In examples, a sufficiently high concentration of filtered wellbore fluid may be moved across sensor 334 to make a sensor reading as a proxy for drilling fluid filtrate contained in a region near wellbore 104. The sufficiently clean wellbore fluid may be greater than 85% filtered wellbore fluid. The 100% pure filtrate estimate may be made by fitting the sensor reading as a function of time and/or equivalent dependent variable such as to volume pumped, by a sufficient asymptote as to describe the effect of sensor reading as a function of time. More preferably, the wellbore fluid may be pumped and filtered in order to derive a greater than 95% clean estimate. If the wellbore fluid is pumped sufficiently as to completely flush channel 306 with filtered wellbore fluid, a pure filtrate may be directly measured. Once measurements have been made, first chamber valve 520 (e.g., referring to FIG. 3) may be closed and valve 540 (e.g., referring to FIG. 3) for access channel 336 may be open. Bidirectional pump 312 may switch pumping direction and force the drilling fluid filtrate through valve 540, through access channel 336, and into wellbore 104 (e.g., referring to FIG. 1). This may prepare downhole fluid sampling tool 100 for sampling operations. During expelling of the filtered wellbore fluid, the fluid may be diverted into a subsequent chamber 340 in order to bring a filtered wellbore fluid to surface 112 (e.g., referring to FIGS. 1 and 2).

━━━━━━━━━━━━━━━━━━━━

Write the next part of the passage on filtering wellbore fluid with the downhole sampling tool, starting after its last sentence.

━━━━━━━━━━━━━━━━━━━━

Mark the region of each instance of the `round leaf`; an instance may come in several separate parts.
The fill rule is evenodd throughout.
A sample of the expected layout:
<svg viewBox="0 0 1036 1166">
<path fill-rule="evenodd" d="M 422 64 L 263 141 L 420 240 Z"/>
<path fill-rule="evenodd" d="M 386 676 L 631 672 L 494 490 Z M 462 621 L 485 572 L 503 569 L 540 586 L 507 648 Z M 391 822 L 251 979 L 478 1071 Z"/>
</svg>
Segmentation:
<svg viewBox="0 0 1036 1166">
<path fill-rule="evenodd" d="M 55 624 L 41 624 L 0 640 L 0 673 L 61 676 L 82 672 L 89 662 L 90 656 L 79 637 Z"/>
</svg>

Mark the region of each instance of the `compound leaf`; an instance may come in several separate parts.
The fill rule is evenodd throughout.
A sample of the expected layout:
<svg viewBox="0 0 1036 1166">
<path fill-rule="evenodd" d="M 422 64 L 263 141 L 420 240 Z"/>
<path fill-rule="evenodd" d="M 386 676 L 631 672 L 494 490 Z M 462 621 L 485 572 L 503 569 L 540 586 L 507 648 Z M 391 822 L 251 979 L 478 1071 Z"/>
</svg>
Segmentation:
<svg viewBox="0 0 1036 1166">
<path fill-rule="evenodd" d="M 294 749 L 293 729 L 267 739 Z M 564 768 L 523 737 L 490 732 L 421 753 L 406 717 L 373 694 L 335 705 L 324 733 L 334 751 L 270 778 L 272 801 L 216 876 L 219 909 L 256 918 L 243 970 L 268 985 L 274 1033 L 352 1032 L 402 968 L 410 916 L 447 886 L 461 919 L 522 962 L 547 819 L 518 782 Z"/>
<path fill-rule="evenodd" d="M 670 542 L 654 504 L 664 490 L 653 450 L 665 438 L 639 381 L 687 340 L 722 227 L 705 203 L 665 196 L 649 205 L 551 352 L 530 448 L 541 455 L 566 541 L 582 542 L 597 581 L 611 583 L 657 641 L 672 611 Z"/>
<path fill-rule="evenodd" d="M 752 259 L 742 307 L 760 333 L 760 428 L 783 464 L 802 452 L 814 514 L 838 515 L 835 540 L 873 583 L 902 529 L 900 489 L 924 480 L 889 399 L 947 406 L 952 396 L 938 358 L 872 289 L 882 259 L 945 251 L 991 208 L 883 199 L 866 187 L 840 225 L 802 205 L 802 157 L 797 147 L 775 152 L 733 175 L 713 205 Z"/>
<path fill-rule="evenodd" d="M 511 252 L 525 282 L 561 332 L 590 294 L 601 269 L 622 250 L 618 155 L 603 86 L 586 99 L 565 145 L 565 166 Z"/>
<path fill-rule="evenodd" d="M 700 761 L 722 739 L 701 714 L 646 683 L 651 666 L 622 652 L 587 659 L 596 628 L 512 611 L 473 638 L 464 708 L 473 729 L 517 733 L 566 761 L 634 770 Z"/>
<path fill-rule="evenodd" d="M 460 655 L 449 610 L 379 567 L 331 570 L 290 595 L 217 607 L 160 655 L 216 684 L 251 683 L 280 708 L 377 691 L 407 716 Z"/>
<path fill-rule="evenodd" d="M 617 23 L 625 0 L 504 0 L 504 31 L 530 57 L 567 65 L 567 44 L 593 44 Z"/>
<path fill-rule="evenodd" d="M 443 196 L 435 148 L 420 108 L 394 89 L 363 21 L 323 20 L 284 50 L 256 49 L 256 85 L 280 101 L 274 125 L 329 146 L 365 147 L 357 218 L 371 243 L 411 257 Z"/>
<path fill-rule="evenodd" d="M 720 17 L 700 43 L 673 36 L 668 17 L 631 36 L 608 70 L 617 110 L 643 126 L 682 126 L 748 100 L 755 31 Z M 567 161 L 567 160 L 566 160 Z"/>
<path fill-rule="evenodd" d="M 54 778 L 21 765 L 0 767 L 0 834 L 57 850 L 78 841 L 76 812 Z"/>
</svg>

━━━━━━━━━━━━━━━━━━━━

§ In response:
FIG. 6 illustrates another example of downhole fluid sampling tool 100 which may include filter 600. During operations, downhole fluid sampling tool 100 may sample solids-containing fluid 602 which may be disposed in wellbore 104 (e.g., referring to FIG. 1). As illustrated a filter 600 may be disposed on the outer housing of first multi-chamber section 314. Without limitation, multiple filter sets may be disposed together, in series, and/or in parallel to generate clean filtrate at one or more stations. For example, referring to FIG. 7, a first filter 600 may be disposed in first multi-chamber section 314 and a second filter 604 may be disposed in second multi-chamber 316. Referring back to FIG. 6, filter 600 may be pleated to increase the amount of filtrate captured. Filtrate may be defined as the soluble parts of solids-containing fluid 602 and oil which may have comingled during drilling operations. Filtrate may be formed from solids-containing fluid 602 passing through filters 600. During operations, high-volume bidirectional pump 312 may pull solids-containing fluid 602 from wellbore 104 through filter 600 into downhole fluid sampling tool 100. Filtrate may form a “filter cake” on the surface of filter 600 exposed to solids-containing fluid 602 in wellbore 104. In examples, high-volume bidirectional pump may operate to produce a back flow, where fluid inside of downhole fluid sampling tool 100 may traverse across filter 600 to wellbore 104. The flow of fluid outward may loosen the filter cake. Loosening the filter cake and moving downhole fluid sampling tool 100 may cause the filter cake to dislodge from filter 600. This operation may be helped by solids-containing fluid 602, which may be moving in a cross flow pattern. Removing the filter cake may allow for an operator to “clean” filter 600 while downhole fluid sampling tool 100 may be disposed in wellbore 104.

FIG. 8 illustrates cartridge 800, which may include filter 600 and attachment device 802. In examples, filter 600 may be a grading mesh, which may capture filtrate without plugging a channel 306 (e.g., referring to FIG. 6). Without limitation filter 600 may comprise any number of layers and may be able to remove large particulates and fine particulates. For example, a screen filters the greatest number of particles at the inlet. Successively finer filters may be disposed in an arrangement to remove solids without plugging the arrangement. In examples, a conical structure may be used to enhance the surface area for filtration.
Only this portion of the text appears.